[TASK PROMPT]
Render every line of the entries below as a JSON list of strings, one string per line, with blank lines omitted. Leave the pictures out of the list.

=== INFORMATION SHOWN ===

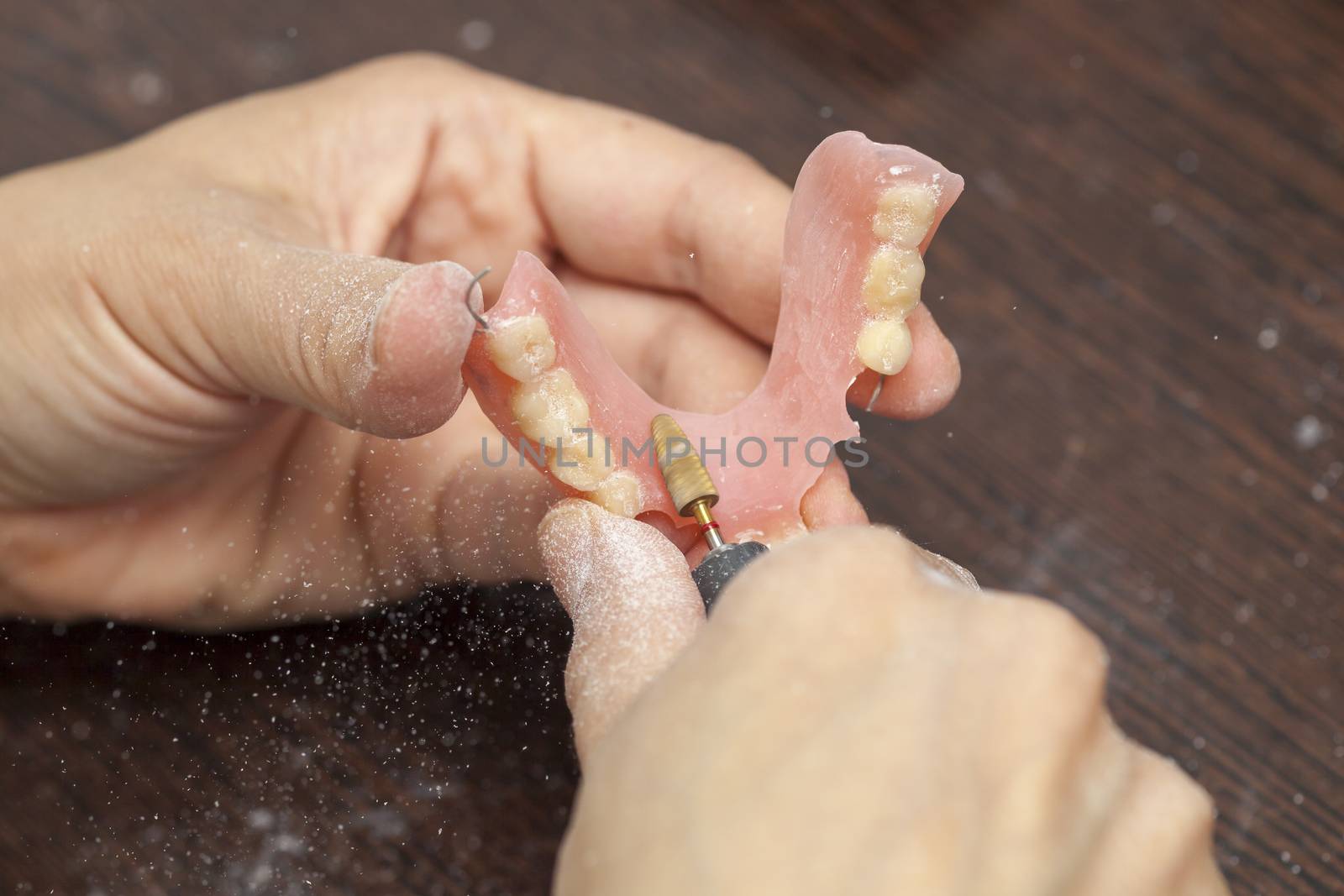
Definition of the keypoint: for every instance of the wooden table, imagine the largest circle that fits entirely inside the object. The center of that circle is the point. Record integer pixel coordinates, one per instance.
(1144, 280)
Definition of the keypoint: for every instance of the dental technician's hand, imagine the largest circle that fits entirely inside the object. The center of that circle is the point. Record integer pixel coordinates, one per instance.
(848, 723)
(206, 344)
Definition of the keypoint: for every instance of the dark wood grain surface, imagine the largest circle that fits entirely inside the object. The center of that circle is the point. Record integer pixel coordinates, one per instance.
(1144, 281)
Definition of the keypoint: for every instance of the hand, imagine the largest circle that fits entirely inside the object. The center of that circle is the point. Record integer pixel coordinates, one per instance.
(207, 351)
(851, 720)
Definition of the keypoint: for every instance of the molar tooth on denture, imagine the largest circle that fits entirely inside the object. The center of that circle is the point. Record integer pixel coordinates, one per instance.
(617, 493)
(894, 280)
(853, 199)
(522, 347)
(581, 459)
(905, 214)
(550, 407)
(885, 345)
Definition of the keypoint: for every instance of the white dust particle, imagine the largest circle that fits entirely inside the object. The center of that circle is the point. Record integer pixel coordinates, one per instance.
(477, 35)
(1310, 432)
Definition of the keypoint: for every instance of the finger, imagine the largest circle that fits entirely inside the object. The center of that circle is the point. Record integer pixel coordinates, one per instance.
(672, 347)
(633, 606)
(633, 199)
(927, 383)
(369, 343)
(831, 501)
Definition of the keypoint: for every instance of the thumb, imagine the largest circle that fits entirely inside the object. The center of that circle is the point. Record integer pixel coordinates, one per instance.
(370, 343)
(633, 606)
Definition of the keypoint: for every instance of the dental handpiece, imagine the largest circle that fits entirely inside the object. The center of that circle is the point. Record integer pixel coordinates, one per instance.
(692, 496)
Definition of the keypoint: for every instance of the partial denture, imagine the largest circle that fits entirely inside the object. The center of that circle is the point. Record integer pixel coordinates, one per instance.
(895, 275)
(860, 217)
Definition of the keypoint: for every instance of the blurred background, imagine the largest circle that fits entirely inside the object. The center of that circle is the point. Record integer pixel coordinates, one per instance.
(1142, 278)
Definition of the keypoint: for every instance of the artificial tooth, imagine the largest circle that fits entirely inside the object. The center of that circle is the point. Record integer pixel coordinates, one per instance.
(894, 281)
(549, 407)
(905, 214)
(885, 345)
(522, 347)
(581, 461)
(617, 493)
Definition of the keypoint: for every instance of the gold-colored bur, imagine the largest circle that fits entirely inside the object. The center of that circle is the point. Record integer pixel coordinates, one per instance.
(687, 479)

===

[SOLUTION FOR THIS PROBLEM]
[
  "Definition of the keypoint: for every instance of the wooden table, imagine the largest circle that fits entirely inside the object. The center of that circle is the point. Record integer pixel coordinates, one per instance.",
  "(1144, 280)",
  "Definition of the keypoint: for every instance of the dental technician's hand, imagine the largest circle that fits entirely inside the object. The center of that circle is the point. Record integer pixel coordinates, one per instance.",
  "(848, 723)",
  "(206, 344)",
  "Definition of the keypoint: for every instance of the dark wood grain surface, imagine the largest circle that fits entirely inside the object. The center of that circle is the point. Record integer pixel coordinates, one per instance.",
  "(1144, 281)",
  "Definition of the keypoint: for every instance of the hand, imagine the largest circle that fits entirely inside the object. The center of that circle is the point. Record integer pixel coordinates, one per instance.",
  "(207, 351)",
  "(851, 720)",
  "Definition of the keypoint: for every instance of the molar tooth on denture, imagine the largest circle that fits entirely inside the object. The center of that circle is the point. Record integer pixel coordinates, one per instance.",
  "(617, 493)",
  "(894, 280)",
  "(853, 199)",
  "(522, 347)",
  "(581, 459)",
  "(905, 214)",
  "(550, 407)",
  "(885, 345)",
  "Definition of the keypoint: for every instance of the white dust particle, imagine the largest circle that fits entirely inside the object. The center of that circle is the point. Record integer pixel coordinates, one per instance.",
  "(477, 35)",
  "(1310, 432)",
  "Definition of the keypoint: for every instance of the finger, imagine the largest circle that fits entirely inside the object. The center of that circle is the point. Record integer pixel coordinates, one per instance.",
  "(672, 347)",
  "(633, 606)",
  "(633, 199)",
  "(927, 383)",
  "(369, 343)",
  "(831, 501)",
  "Definition of the keypoint: for every instance of the thumb, imagine the largest circle that fits entirely inside the object. The center of that circle is the point. Record integer pixel coordinates, one per instance.",
  "(370, 343)",
  "(633, 606)",
  "Definition of the keypoint: for every instance of the dental handpiece, imagine the largest circle that fits entirely inside the object. The center of that circle is the point. Record integer pixel coordinates, one per instance.",
  "(692, 496)",
  "Definition of the keypoint: for every instance of the partial denture, imagine the largest circle that fits entirely inside the object. The center of that circle is the point. Record integer pixel coordinates, one per instance.",
  "(895, 275)",
  "(860, 217)",
  "Definition of the keypoint: for every instance of the blurred background, imagine the largest circle that fits entirely inside the object. The center of that circle is the point. Record integer pixel coordinates, one per instance.",
  "(1142, 278)",
  "Definition of the keypoint: for every instance of the artificial tooth, imagine the largest circle that fits entirely inside the object. The center of that circle is the point. Record integer pixel coordinates, one per instance.",
  "(894, 281)",
  "(549, 407)",
  "(905, 214)",
  "(885, 345)",
  "(522, 347)",
  "(581, 461)",
  "(617, 493)",
  "Definition of the keypoint: for every instance of the gold-colored bur, imagine the largest circle that fits entirely inside the object. The center of that circle is the point. Record integer pixel coordinates, one per instance.",
  "(687, 479)"
]